**DOCUMENT TEXT**
────────────────────

This is only a recommendation, for more advice on packing speak with an expert at one of the hiking stores in town or go to MEC Learning Pages http://www.mec.ca/AST...
We strongly recommend that you get a canister of BEAR SPRAY and learn how to use it
Suggested clothing to wear (note always dress for the weather, this list is for a warm dry day):
• NO COTTON, try to get fabrics that wick moisture away
• Sturdy hiking boots that are comfortable, do not wear new boots on a hike
• Socks that wick moisture away - wearing wicking liner socks under your socks helps to prevent blisters
• Under layer – made of wicking material
• Short sleeved top (lightweight and UV protected are best)
• Well-fitting shorts (lightweight is best) or long pants with zip off bottoms
• Sun hat
• Water – at least 2 litres for a 10 km hike, more if it is warm outside or there is lots of elevation gain
• Packed lunch/supper if staying out late
• Long sleeved fleece
• Spare short sleeved shirt
• Water/wind proof jacket (we like Gore-Tex)

────────────────────

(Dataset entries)

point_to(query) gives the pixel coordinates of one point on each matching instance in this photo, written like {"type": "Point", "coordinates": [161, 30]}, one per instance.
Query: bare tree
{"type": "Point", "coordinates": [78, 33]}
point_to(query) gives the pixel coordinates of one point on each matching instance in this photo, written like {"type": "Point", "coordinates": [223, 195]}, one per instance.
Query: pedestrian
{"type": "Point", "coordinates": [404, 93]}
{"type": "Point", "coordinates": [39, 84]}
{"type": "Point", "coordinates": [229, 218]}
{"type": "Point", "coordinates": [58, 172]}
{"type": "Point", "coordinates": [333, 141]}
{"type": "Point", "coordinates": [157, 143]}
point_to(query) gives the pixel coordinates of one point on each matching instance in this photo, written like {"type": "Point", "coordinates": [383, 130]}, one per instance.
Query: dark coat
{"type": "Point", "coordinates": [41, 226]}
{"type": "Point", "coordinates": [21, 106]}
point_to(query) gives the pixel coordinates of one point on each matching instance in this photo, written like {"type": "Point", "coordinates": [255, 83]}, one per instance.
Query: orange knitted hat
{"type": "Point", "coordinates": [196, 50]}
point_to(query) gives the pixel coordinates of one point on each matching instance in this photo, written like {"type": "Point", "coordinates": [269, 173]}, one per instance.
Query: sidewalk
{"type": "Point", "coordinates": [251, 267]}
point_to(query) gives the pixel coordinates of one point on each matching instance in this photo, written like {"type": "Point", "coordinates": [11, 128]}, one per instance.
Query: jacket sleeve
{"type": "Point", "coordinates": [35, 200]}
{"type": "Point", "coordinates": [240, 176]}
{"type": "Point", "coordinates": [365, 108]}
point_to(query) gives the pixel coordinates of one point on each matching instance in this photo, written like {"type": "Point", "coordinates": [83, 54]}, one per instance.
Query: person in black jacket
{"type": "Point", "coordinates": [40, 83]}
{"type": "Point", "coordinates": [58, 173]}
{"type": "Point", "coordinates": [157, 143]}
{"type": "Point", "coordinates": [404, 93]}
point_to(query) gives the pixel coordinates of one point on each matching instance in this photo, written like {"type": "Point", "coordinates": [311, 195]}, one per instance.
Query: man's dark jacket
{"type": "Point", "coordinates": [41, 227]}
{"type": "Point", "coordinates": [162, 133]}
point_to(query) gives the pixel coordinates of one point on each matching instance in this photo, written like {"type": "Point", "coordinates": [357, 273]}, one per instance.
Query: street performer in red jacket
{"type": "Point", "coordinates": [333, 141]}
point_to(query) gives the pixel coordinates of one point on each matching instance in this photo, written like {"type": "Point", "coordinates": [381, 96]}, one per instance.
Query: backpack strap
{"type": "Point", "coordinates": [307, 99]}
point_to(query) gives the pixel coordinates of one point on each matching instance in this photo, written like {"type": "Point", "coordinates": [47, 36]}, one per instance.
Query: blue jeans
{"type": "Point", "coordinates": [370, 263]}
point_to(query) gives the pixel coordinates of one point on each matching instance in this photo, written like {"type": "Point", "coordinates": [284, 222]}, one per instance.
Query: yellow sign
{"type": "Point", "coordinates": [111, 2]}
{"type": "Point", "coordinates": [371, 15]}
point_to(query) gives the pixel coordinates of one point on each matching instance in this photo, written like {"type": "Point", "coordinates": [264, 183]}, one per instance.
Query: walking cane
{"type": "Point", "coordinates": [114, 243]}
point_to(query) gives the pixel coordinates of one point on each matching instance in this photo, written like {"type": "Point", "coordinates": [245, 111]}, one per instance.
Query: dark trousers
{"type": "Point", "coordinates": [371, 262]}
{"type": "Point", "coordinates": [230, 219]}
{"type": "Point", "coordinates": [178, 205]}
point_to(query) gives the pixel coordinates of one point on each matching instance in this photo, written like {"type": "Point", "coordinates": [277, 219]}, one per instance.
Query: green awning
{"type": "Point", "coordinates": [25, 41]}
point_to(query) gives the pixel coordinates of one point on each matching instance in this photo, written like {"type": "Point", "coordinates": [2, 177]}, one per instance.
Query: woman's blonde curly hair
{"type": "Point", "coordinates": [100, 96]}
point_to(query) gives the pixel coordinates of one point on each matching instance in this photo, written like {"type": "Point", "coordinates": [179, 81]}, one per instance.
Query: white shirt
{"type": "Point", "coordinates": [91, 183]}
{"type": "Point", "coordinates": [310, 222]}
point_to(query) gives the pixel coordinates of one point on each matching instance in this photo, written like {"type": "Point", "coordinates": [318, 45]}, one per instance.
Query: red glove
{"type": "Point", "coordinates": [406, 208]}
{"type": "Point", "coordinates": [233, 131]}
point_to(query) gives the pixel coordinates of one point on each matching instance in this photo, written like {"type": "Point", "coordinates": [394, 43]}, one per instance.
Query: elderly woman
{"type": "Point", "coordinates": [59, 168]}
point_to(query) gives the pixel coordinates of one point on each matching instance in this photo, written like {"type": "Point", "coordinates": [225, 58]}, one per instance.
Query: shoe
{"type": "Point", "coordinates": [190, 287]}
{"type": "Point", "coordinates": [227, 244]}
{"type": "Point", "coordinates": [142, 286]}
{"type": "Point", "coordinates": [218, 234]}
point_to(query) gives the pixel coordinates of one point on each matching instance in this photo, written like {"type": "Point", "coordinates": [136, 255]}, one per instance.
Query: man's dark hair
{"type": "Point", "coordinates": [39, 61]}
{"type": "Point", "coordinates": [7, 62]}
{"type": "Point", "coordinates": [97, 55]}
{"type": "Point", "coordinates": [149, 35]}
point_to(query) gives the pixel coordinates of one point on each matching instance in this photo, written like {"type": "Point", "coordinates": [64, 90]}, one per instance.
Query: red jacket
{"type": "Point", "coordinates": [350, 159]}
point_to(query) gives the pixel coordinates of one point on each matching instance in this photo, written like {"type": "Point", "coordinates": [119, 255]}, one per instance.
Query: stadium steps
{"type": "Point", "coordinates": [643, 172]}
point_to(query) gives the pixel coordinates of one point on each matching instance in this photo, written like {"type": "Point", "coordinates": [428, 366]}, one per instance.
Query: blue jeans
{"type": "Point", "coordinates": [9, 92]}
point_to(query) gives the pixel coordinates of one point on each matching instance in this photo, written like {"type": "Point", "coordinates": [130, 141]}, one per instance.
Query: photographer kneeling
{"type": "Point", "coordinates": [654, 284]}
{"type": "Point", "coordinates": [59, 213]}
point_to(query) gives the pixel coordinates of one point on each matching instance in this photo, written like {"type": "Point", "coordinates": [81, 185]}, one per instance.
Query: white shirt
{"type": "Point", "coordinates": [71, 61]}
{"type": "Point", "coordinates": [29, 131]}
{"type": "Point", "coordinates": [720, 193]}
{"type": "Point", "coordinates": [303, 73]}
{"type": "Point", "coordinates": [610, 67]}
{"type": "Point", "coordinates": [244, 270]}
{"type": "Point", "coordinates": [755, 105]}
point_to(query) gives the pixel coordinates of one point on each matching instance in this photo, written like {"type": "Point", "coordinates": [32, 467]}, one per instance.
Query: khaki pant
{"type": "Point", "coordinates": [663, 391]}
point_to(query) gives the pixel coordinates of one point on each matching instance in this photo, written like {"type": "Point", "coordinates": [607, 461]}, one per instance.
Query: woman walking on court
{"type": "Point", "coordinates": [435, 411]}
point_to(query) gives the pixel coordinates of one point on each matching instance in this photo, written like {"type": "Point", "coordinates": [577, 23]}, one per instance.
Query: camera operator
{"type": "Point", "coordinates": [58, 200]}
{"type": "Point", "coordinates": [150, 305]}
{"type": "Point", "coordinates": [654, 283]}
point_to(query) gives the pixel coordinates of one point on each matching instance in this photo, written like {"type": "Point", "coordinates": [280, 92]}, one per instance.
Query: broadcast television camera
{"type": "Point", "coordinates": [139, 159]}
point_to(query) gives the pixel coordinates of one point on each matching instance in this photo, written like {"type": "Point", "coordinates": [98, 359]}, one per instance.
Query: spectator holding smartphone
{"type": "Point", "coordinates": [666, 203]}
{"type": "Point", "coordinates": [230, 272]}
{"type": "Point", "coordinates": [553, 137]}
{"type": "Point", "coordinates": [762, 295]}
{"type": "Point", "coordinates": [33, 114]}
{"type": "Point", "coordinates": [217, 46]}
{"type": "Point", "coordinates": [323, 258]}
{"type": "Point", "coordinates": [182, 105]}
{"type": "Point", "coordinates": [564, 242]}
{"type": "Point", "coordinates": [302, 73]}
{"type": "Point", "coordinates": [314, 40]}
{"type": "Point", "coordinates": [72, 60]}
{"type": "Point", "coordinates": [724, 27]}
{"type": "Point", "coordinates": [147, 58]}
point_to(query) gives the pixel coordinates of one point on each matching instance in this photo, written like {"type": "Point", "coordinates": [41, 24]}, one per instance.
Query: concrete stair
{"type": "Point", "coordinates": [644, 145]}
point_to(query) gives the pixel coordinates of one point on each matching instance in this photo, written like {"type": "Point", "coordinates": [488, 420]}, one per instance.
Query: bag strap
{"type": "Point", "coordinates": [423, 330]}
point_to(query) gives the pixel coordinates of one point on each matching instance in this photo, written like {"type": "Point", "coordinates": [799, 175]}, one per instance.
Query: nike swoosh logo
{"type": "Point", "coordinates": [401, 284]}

────────────────────

**TASK 1**
In the packing list, substitute "a specialist" for "an expert" in the passage starting with "This is only" and going on through "Learning Pages http://www.mec.ca/AST...".
**TASK 2**
Summarize the packing list in two sentences.

**SOLUTION 1**
This is only a recommendation, for more advice on packing speak with a specialist at one of the hiking stores in town or go to MEC Learning Pages http://www.mec.ca/AST...

**SOLUTION 2**
The list is only a recommendation, with more packing advice available from an expert at a hiking store in town or the MEC Learning Pages, and it strongly recommends getting bear spray and learning to use it. For a warm dry day it lists no cotton, moisture-wicking socks and layers, comfortable hiking boots that are not new, lightweight tops and shorts or zip-off pants, a sun hat, at least 2 litres of water for a 10 km hike, food if staying out late, a fleece, a spare shirt and a water/wind proof jacket.